Count Harriet Mensworth-Smithe (Bill) quotes somebody and that’s about it. There’s some mild panda thrashing, but not much else happens. The quote is delivered as though its poignant. It’s about drifting – presumably off to sleep before movie’s end. I find when I’m playing pool and a friend stares into the middle distance and starts quoting nonsense it makes for an enlightening but tedious game of nine ball. In such circumstances I coolly chalk the cue tip, then throw them out the window. Often I’ll dive after them screaming, “Quote Keats now, you fucker!” and seven out of ten times, they don’t.

As a side note; John Hurt is seriously overacting, the self-important git. He needs to lighten-up. Wear an amusing shirt once in a while and just chill…

Heaven’s Gate Minute by Minute – 44 of 229

26 Aug

44 of 229

The mysterious snooker player is James! Stop weeping and pay-up, Giles. I don’t care if your kids go hungry. A small note to the props department – those billiard balls look really big. Have they gotten smaller in the last hundred years? Because the balls James is hitting around seem to be as big as Fitballs™. You could sit on them for ergonomic support, which would come in handy after bending over a billiard table all day. The science of ergonomics has come a long way, but I feel people seem to slouch more these days. Is that just me? To clarify, I don’t slouch. I was questioning whether others have noticed the decline in correct posture. You could lay me down and put a spirit level on my back.

Some important information is revealed in this minute, namely John Hurt’s character’s, um… name. It’s Billy, which I find a bit of a let down. I was expecting Count Harriet Mensworth-Smithe of the Grand Dutchy of Lutsylvania. I swear those balls are bigger than usual; they’re seriously the size of pandas.

A slight amount of intrigue underpins this scene. James and Count Harriet Mensworth-Smithe haven’t seen each other in a long time. The Counts asks why James has come, but James is coy. He could be up to something, or might just be concentrating really hard on not breaking his cue on the giant panda balls.

Heaven’s Gate Minute by Minute – 43 of 2,478,949

19 Aug

43 of 2,478,949

The bovine silent film comedy continues as John Hurt stumbles into the next room, stealing a cigar from a sleeping man slumped in a chair. The soundtrack lets this minute down. A trombone making ‘barrr-ruump’ sounds to accentuate each moment of perfectly executed physical comedy is lacking. This sequence should also have been shot in monochrome, instead of yellow-brown hued colour film. Why does it appear so yellow? Perhaps Michael Cimino spilled tea on the final print. Or maybe he deliberately soaked it in tea to give the illusion of age, like when you dunk a map you’ve drawn in tea to make it seem ye olde for a school project. Those were the days! To give your map a further air of authenticity you’d take a lighter and scorch the edges as though every map from the 17th and 18th century suffered some minor form of fire damage. It’s how can you tell if an old map is the genuine article – the more scorch marks, the older the map. This is why few maps survive from medieval times. As they age the maps eventually burn away, which is what inevitably happens to your school project as your subtle scorching turns inferno, forcing you to run to the sink to put it out. You’re left with some cinders, no homework and a baking tray of undrinkable tea.

• [Extracted material]:
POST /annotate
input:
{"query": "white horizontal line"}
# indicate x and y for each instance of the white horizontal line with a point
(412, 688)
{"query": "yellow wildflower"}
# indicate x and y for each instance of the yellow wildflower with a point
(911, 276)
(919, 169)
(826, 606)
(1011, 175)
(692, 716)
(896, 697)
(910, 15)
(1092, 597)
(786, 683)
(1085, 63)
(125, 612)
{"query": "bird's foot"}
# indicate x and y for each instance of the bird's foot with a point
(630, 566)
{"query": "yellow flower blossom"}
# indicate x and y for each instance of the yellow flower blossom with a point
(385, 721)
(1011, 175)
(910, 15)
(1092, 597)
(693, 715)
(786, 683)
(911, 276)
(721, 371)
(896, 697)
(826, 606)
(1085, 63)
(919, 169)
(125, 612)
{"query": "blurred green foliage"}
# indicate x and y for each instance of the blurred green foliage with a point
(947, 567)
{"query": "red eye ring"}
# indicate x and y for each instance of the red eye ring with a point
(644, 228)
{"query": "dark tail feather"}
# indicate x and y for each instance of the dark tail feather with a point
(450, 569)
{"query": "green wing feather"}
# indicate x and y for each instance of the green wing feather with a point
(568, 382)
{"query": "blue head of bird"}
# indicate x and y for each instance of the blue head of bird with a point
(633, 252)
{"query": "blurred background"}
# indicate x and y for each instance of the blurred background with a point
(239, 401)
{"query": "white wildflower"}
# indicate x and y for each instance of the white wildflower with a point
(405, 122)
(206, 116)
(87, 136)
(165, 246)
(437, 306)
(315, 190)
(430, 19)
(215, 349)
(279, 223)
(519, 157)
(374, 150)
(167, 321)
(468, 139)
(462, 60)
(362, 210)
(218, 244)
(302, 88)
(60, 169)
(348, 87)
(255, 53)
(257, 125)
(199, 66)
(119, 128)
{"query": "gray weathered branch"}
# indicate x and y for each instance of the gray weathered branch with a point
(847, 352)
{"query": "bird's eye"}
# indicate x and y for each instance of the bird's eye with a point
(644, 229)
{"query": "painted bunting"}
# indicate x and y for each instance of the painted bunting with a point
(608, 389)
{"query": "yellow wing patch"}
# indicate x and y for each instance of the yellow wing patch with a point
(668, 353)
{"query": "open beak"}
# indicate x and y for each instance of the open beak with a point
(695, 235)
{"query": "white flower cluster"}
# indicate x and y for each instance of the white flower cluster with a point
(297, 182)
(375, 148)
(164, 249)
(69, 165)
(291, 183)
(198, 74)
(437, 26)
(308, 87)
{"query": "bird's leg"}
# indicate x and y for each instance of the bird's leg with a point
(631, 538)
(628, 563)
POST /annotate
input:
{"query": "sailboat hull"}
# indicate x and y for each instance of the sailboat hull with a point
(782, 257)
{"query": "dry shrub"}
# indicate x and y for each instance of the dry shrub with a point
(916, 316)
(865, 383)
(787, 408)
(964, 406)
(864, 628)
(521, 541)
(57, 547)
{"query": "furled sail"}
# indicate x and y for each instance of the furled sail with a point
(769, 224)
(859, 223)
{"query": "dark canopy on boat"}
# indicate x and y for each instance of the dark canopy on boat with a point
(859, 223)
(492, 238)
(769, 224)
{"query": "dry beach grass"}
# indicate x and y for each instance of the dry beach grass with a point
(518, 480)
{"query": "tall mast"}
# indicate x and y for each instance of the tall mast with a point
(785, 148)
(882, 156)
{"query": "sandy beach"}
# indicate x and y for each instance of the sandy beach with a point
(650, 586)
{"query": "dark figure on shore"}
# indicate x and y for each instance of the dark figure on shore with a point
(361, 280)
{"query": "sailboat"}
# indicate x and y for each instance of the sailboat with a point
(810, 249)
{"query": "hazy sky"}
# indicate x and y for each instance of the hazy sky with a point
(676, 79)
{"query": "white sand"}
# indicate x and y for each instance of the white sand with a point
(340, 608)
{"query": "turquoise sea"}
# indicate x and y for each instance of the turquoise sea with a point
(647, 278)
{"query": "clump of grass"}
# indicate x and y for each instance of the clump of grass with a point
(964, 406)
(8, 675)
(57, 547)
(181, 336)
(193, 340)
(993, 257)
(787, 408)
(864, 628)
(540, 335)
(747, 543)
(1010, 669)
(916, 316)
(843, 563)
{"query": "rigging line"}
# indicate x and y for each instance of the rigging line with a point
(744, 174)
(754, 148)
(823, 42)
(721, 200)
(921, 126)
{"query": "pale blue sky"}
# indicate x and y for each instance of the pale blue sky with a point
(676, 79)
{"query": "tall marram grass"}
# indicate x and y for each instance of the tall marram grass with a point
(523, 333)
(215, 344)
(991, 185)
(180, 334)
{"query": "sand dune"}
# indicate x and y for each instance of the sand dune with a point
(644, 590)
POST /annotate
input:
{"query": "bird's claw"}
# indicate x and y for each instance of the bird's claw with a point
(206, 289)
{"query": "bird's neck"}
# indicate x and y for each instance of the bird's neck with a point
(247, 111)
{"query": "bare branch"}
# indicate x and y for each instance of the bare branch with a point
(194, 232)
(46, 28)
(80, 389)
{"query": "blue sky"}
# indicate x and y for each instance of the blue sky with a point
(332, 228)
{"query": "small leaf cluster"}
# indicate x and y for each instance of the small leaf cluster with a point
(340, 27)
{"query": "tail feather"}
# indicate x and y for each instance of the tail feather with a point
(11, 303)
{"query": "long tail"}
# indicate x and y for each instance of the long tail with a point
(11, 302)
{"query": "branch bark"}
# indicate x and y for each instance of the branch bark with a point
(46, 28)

• [Task objective]:
For each statement, answer yes or no on whether it agrees with the Heaven’s Gate review, and quote the deciding words: (a) John Hurt’s character turns out to be named Billy; (b) James and Count Harriet Mensworth-Smithe have seen each other recently; (c) the writer thinks the sequence in minute 43 should have been shot in monochrome.

• [Answer for this exercise]:
(a) Yes: "It’s Billy, which I find a bit of a let down."
(b) No: "James and Count Harriet Mensworth-Smithe haven’t seen each other in a long time."
(c) Yes: "This sequence should also have been shot in monochrome, instead of yellow-brown hued colour film."